**Exercise task**
Leave out the pictures and transcribe everything else exactly.

───── Listing ─────

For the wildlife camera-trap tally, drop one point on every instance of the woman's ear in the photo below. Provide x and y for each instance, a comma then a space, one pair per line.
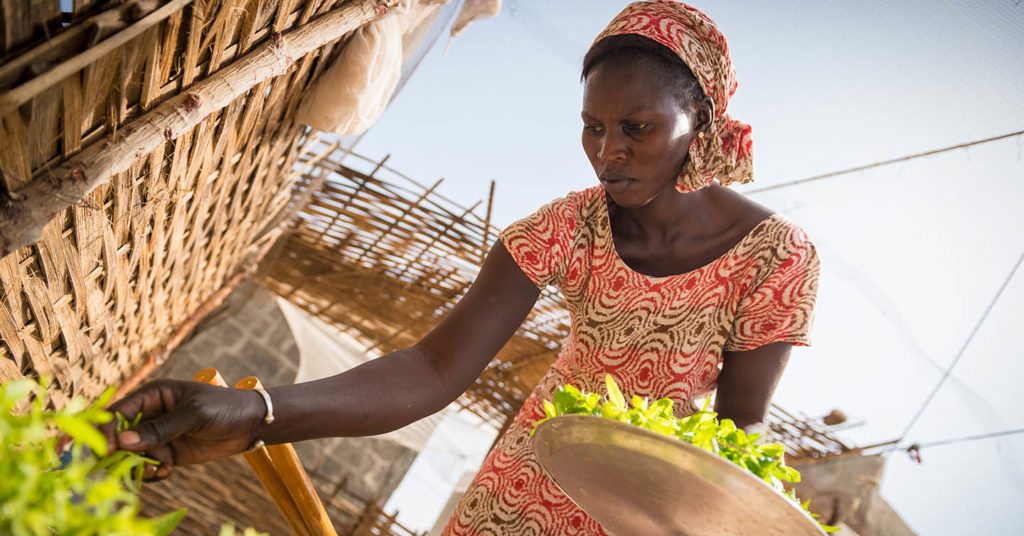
705, 115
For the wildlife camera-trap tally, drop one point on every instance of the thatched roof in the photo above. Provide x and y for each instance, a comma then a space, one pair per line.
384, 257
142, 167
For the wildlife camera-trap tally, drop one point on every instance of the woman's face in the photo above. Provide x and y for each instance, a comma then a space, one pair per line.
636, 132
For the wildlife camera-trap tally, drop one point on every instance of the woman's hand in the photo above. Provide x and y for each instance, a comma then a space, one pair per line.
185, 422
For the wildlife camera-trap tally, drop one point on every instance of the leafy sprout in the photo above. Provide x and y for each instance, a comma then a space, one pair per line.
702, 429
89, 492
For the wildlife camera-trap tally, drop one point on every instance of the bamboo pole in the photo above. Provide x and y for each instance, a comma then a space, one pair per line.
262, 465
296, 481
44, 197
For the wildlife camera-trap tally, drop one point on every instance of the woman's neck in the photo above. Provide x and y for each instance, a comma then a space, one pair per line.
667, 215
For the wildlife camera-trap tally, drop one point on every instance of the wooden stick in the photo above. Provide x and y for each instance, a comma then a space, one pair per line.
296, 481
44, 197
262, 465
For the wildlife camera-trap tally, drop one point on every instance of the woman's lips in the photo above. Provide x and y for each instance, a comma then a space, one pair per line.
615, 183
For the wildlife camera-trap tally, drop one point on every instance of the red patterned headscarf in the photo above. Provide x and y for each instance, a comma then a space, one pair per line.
725, 152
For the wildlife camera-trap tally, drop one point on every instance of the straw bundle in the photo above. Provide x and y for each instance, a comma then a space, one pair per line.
143, 165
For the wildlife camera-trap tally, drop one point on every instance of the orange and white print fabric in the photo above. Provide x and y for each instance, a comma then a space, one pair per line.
656, 336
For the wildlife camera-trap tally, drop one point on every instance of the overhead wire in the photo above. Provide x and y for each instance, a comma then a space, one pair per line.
963, 349
882, 163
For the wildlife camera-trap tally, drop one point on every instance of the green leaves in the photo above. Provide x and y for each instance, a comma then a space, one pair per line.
88, 495
701, 429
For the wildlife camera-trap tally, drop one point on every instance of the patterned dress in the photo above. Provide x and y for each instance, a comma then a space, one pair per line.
657, 336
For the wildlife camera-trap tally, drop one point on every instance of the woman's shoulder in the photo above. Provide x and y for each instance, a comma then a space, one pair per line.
769, 229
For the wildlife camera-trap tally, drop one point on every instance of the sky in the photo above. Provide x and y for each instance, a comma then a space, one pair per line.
912, 254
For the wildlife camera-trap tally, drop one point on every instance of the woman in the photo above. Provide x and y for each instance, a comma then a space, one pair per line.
676, 286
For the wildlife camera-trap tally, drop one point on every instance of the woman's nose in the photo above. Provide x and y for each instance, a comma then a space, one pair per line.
612, 148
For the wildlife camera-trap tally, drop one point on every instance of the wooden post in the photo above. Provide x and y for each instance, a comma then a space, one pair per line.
262, 465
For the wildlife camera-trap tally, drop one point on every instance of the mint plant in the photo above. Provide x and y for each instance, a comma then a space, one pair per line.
702, 429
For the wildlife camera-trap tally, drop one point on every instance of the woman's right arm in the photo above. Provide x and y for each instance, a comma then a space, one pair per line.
189, 422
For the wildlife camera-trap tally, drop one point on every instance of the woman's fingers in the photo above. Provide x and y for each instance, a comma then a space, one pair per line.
163, 454
157, 430
147, 401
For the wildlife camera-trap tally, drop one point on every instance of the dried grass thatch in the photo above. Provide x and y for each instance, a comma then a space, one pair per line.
143, 164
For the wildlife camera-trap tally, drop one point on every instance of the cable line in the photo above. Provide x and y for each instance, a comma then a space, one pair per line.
963, 349
882, 163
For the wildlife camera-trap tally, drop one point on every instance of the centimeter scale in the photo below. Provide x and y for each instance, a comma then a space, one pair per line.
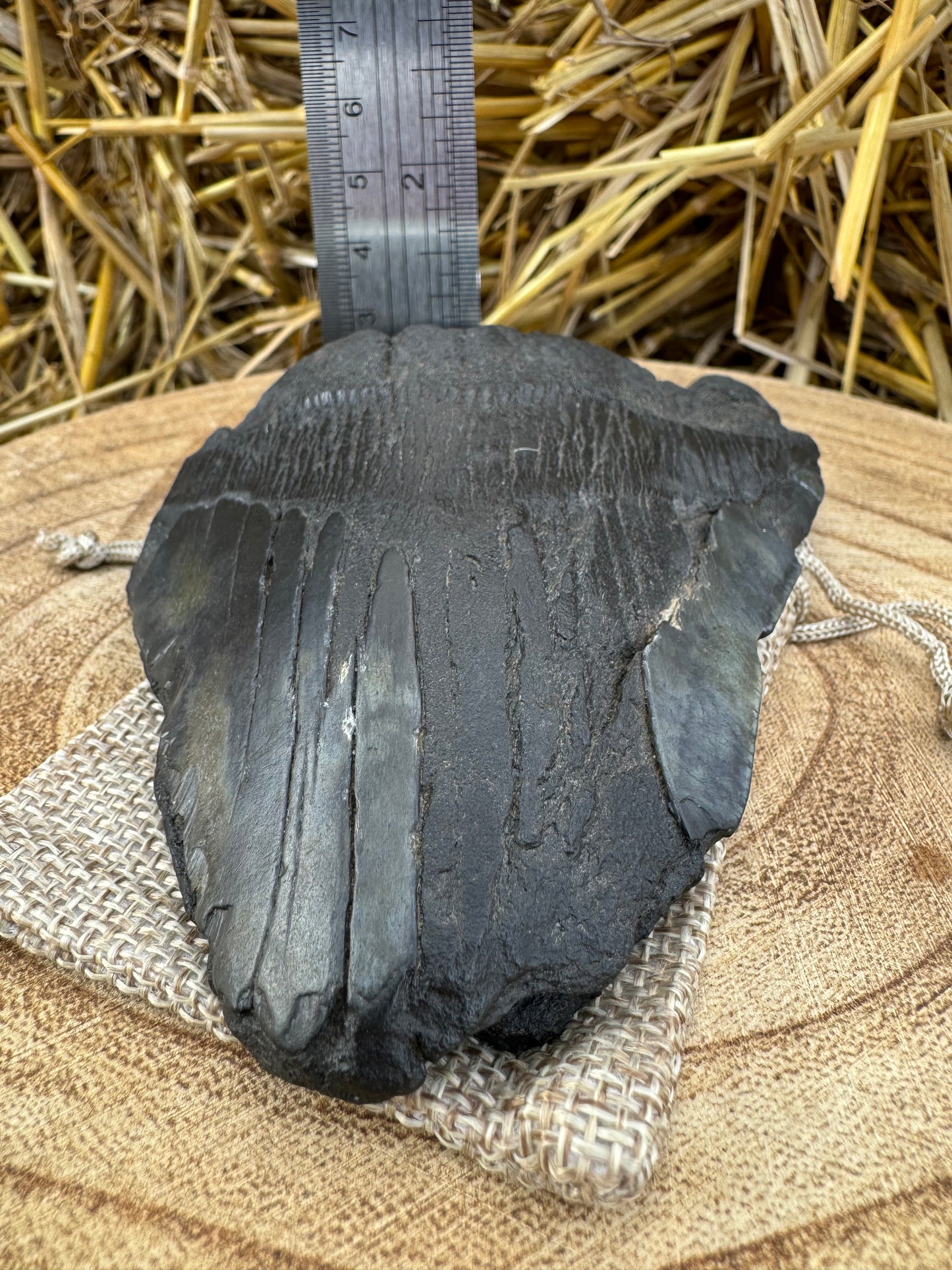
391, 146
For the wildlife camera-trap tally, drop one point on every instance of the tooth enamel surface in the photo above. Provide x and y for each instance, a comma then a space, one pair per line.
456, 643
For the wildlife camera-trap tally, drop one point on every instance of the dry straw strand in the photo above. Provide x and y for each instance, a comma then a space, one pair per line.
623, 146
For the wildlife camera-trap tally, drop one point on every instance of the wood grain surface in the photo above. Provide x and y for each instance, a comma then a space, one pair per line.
814, 1118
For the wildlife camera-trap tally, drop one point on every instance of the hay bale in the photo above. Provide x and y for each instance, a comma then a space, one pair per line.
756, 186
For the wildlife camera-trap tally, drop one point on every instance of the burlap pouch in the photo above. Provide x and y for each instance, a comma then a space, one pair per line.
86, 882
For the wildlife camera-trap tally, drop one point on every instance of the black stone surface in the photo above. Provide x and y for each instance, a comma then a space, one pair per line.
456, 643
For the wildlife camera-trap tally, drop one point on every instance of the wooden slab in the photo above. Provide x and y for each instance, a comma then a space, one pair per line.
814, 1116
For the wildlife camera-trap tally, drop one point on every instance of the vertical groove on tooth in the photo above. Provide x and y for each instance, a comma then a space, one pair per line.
387, 790
302, 964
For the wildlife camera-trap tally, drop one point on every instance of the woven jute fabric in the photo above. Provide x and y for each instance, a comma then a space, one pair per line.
86, 882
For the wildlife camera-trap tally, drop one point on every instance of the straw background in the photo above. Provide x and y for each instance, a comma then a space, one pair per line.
758, 186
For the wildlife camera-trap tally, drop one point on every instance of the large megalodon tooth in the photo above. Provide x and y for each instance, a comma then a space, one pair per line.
456, 639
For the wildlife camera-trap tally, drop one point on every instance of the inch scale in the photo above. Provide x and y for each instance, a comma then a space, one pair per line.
391, 149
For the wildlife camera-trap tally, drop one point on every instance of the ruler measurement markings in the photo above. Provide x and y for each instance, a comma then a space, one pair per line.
393, 169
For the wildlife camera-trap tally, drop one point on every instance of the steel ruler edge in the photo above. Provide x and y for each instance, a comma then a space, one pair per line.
391, 150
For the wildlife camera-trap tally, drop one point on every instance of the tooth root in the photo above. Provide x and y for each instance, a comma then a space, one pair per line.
387, 792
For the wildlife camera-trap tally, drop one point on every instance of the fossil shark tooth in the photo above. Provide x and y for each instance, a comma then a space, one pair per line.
456, 641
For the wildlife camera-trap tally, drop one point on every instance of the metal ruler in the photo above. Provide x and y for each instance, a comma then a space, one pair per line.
391, 148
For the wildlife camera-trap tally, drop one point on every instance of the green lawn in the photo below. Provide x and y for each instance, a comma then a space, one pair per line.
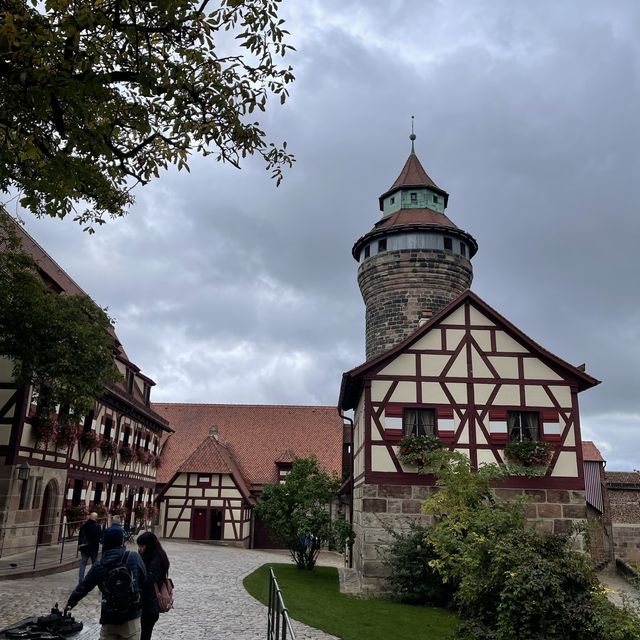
314, 597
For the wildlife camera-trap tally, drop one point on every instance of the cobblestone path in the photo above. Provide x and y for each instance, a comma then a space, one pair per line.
210, 601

─────

**The solution**
For the wildlife camera-trap tally, drop one point on every instance of the woman's ear in the photo below. Provide x and y for each instance, a comma then a space, one pair per line.
705, 115
For the wildlife camera-trap tally, drop one point on every instance of the thatched roof in the photo above. Provide x and y for each instance, a comma then a space, one pair per line.
384, 257
142, 167
For the wildlife camera-trap tally, drop one point on every instance of the woman's face in the photo above. Provide x and y for each instance, a comma then a space, one pair per line.
636, 132
For the wildlife camera-trap tally, drop one point on every instance of the woman's hand in the photo above. Provide x and y for each instance, a comma then a space, one pair per line.
185, 422
For the wildlife camera-trap tally, drop one point on every instance of the leafy sprout in the photo above. Provide x and y for each instance, a comma then a space, one pair per line.
702, 429
89, 492
For the wildlife camera-trap tally, drop one point on every instance of the bamboo pole in the photo above. Provide x and y for each instance, a comma then a space, one pair per line.
262, 465
296, 481
44, 197
For the wildlife camera-trap tally, drop one point on every instance of the woman's neck in the photo above. Provide x and y for each instance, a comma then a space, one pair per line.
667, 215
For the wildlife camera-trap tally, drop one point on every instance of the wooden stick in the photo above. Provide x and y for each instance, a comma then a space, one pair per line.
296, 481
44, 197
262, 465
For the wildlife camera-trap tally, drop one point on every instance of the woman's lips in the photo above. Provide x and y for each instance, a comma then a space, one pair per line.
615, 183
For the wildlife camera-trap tally, drop one point on every instance of the red patterned headscarf in the photo above. Provide x and y for each instance, a comma then a space, one pair per line.
725, 152
For the wildlife camera-trap tally, drop one point on every instance of the straw bundle in the photo above. Provide x and y for each instance, a comma then a space, one pair per line.
143, 165
For the wildlife camera-trap tally, drop one point on every instance of the orange and white print fabric in the photo above. Provide x and y for each instance, a comma then a space, one pair per line.
656, 336
For the wildlife camera-trap tally, drop one point on every instance of the overhead wire in the photo above. Provide x and y for each instance, a comma then a space, one pair per line.
963, 349
882, 163
For the wildlife camera-trap tally, drop one point on every instance of the green leaves in the photo above. Provide x and y for each instance, a comma then a space, one pair per line.
88, 495
701, 429
For the wildlife camera-trap tally, drop one point on every instance of the patterned dress in the photo above. Provide x and y for each instance, a comma then a space, one pair per line.
657, 336
For the wildlife camera-trap tally, drop one point on every instance of the woman's shoulder in the photo above. Provide x and y for each instance, a comma then a space, one pair per line.
769, 229
For the wildlife camera-trap tally, drop one point on every instance of the sky in the photo above. Provide x and y for each instance, a comma then a space, one pair per line.
912, 254
For the wildlife camera-trap tally, drop one point on every instance of the woman in the photo above. Provide x and y for each instance, a comma then a space, one pair per line.
676, 286
For the wildlife camera-trap tally, drop one point on every instance of the woman's nose in the photo above. Provide x and y for each instance, a comma then a space, one pair per line.
612, 148
For the wildlife camera-trap tally, drop one point on every instance of the wooden post in the photo above. Provide x and y for each instance, a comma then a space, one pair per line.
262, 465
For the wildlife camera-trap tally, drop one point on every instance of the mint plant in the photo above. Provide x and y for each instance, a comma then a space, one pair per line.
702, 429
For the wildlife camera-trap tally, drop one point on every instance of the woman's right arm in the photo above. Provide x and y for each instance, a comma then a space, one pair per line.
189, 422
For the wildlife camera-trap tally, drop one point on every instance of the woman's fingers in the photo above. Provide x and y for each instance, a comma then a space, one pair per line.
163, 454
157, 430
147, 401
For the wildlife camera-trap tally, drop one point on every instance of the dried grass thatch in the photo above. Provide x and y for each instance, a comma then a space, one pair per line.
143, 164
For the wildlife camera-trap tally, drop one point on every instance of the cable line in the photo above. Provide x and y for each instance, a comma then a space, one pair per line.
963, 349
882, 163
For the wildlife camera-trap tally, drop one point on every instance of the centimeter scale in the photo below. Provide x and y for each instance, a comma then a space, one pair per line.
391, 146
For the wildlife camera-trap tally, drop one point on every instance of the tooth enamel surface in the photo above. Provide x and y for each instance, a comma then a space, one pair per line.
456, 643
For the wildlife camera-trap tally, drop one point on every instance of the dry straw strand in the photo above. Provide x and y for each instance, a comma then a space, one pair per line.
623, 146
For the wildlife camera-trap tally, drop one point on every instance of the wood grain surface in the photo above. Provide x and y for each instance, a comma then a space, one pair per line.
814, 1118
For the wildlife camera-trap tally, drop one point on every instance of the hay bale in the photo above. Provide x and y for each instance, a comma then a space, one pair per line.
756, 186
For the wildlife camera-trap tally, drop one point on every instance of the burlap pouch in the photo above. Provide x and y for each instance, a comma then a space, one pair per line.
86, 882
For the wildlife camera-trap tally, drop one point on every instance of the black stone surface in the photo above. Provide x and y for each instance, a comma then a space, one pair per line.
456, 643
For the wildlife camera-trap tally, drop one point on every instance of the wooden slab in the photo above. Provide x and y for each instance, a comma then a space, one pair per line.
814, 1116
For the wildlife camera-trap tally, drop one point on every instance of the vertical groove on tooth in the photo above. Provide x and y for each instance, a comma then a space, one pair per line.
387, 790
302, 964
For the wildlife camera-trap tally, drop one point on every instance of the woven jute fabric in the photo above. Provide x and y for each instance, a comma then a space, one pair per line.
86, 882
For the wildlife camera-trap tally, drop one point on every instance of the straw background in the photo above. Provide x and y for each instance, a comma then a space, one pair per line.
758, 186
For the wildlife camera-trap tally, drop one point on every instance of the large megalodon tooth in the photo above. Provide x and y for each instance, a comma then a space, one pair per line.
456, 639
For the wildlife camera-trap tally, drop one point on every instance of the inch scale in the photo above. Provide x and y for each instance, a comma then a space, one pair per line.
391, 149
For the wildlife camera-trap tally, drop one point on every instance of the ruler measurement markings in the photo above. Provide x and y for each instance, a comma then a space, one pair per line.
393, 169
For the wildlife camera-trap tally, drop one point on every instance of the steel ruler edge in the photo above. Provide x and y for each instance, a comma then a space, one pair per line.
391, 150
For the wildlife camera-trap tally, drop one point on every instance of the tooth root in the photo above. Provide x and y for each instance, a comma then a space, one pair per line.
387, 792
For the wildlife camera-trap tally, drop one point on every instance of the fossil shark tooth in the photo above. Provide x and y for each instance, a comma then a space, one pair per line.
456, 641
For the wildlife camera-trap tally, drop one point on every instance of the metal ruler in the photo above. Provide x and y for each instance, a comma then a space, one pair per line.
391, 148
For the wildlife camera-trap tally, drop one point on every instance of the green lawn in the photo below. Provide x and y for each instance, a comma then a space, one pair per line.
314, 597
For the wildlife camera-trap tally, drop one point on every instance of the cobblestone path in the photo above. Provide x and y for each instance, a comma then a space, one pair per line.
210, 601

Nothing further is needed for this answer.